### Excerpt from a dataset:
--

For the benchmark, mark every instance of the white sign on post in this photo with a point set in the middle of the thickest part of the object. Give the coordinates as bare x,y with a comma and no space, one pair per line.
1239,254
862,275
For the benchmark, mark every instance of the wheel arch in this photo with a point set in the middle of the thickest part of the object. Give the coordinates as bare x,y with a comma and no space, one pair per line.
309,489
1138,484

--

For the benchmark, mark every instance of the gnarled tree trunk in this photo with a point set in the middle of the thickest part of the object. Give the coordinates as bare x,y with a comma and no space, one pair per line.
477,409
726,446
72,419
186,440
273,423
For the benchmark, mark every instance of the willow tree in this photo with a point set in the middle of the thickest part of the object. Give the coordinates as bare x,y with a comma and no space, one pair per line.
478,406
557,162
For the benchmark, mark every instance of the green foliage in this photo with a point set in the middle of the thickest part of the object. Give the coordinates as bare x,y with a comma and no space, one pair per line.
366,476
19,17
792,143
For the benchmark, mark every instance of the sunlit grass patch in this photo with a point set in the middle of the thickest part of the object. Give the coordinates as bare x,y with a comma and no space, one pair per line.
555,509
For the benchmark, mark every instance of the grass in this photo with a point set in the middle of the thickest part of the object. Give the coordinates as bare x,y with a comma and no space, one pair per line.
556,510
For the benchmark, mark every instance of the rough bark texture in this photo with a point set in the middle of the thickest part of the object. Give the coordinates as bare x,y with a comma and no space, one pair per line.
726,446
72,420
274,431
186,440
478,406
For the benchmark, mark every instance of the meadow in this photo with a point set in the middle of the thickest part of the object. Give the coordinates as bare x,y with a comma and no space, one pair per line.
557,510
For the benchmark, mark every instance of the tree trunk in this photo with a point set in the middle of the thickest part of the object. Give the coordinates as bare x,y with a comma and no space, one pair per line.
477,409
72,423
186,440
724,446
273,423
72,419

--

### GOAL OF THE EXERCISE:
Collect every line of the rows above that contains the string "trunk". Count a line only if its letter case matches.

### IN RESPONSE:
For the benchmark, mark every instance of the gnarled tree trunk in this photo with a point set in the middle of the thickest part of the object. Give the coordinates as bare x,y with a comma and no space, one pair per line.
For the benchmark, mark every instance of the tree trunk in this photo with a point set in the middle of the thickest part of the object. Give the coordinates as bare x,y with a comma and no space, one pair per line.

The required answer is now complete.